---------- INPUT
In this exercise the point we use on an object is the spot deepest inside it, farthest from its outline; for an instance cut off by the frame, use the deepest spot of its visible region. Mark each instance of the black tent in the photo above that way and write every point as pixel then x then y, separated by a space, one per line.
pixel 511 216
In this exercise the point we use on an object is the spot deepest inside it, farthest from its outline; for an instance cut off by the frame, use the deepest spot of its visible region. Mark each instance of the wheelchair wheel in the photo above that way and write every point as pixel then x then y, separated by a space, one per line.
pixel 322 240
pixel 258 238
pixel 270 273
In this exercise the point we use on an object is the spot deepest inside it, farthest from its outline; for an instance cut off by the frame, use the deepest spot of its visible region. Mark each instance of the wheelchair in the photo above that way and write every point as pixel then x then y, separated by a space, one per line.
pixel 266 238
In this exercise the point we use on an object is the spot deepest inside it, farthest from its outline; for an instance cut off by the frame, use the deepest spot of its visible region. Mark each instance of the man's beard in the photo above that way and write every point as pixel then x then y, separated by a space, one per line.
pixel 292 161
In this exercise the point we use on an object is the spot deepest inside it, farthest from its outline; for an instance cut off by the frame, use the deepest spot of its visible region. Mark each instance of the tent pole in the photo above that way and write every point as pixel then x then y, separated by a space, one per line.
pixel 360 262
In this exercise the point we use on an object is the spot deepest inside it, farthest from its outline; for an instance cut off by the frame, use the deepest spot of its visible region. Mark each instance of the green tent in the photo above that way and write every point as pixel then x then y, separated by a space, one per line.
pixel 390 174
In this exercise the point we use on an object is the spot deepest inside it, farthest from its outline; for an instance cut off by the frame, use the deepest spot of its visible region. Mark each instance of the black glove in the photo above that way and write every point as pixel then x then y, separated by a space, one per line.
--------------------
» DIRECTIONS: Set out every line of the material above as a JSON list of strings, one string per line, with blank lines left out.

» RESULT:
[
  "In this exercise the point we use on an object is the spot deepest inside it, farthest from its outline; for an instance cut off by the frame, use the deepest spot of its visible region. Mark each instance of the black tent in the photo above that way and write every point as pixel then x then y, separated by a space, one per line.",
  "pixel 511 216",
  "In this exercise the point we use on an object is the spot deepest inside it, farthest from its outline; for an instance cut off by the frame, use the deepest spot of its visible region. Mark each instance of the wheelchair wheel in the photo above that way and write every point as pixel then x then y, separated by a space, one per line.",
  "pixel 322 240",
  "pixel 258 238",
  "pixel 270 273",
  "In this exercise the point we use on an object is the spot deepest inside it, farthest from its outline; for an instance cut off by the frame, use the deepest spot of its visible region. Mark each instance of the wheelchair in the photo above that way and write every point as pixel then x then y, separated by a space, one per line.",
  "pixel 266 238",
  "In this exercise the point we use on an object is the spot deepest inside it, farthest from its outline; for an instance cut off by the frame, use the deepest spot of its visible region. Mark each instance of the man's beard in the photo above that way and write every point as pixel then x then y, separated by a space, one per line.",
  "pixel 292 161",
  "In this exercise the point we use on an object is the spot deepest inside it, farthest from its outline; for an instance cut off by the frame, use the deepest spot of its visible region. Mark each instance of the tent pole in the photo above that way and write every point as pixel then x then y, separated by a space, one per line.",
  "pixel 360 262",
  "In this exercise the point we use on an object is the spot deepest inside it, farthest from its outline; for an instance cut off by the frame, use the deepest spot of its visible region. Mark each instance of the green tent in the photo above that way and write every point as pixel then x then y, separated by a space, one per line.",
  "pixel 390 174",
  "In this exercise the point we use on an object is the spot deepest inside it, farthest from its outline; for an instance cut off by the frame, use the deepest spot of its visible region. Mark each instance of the black glove in the photo above that way and write every point as pixel then x then y, separated by a space, one per line."
]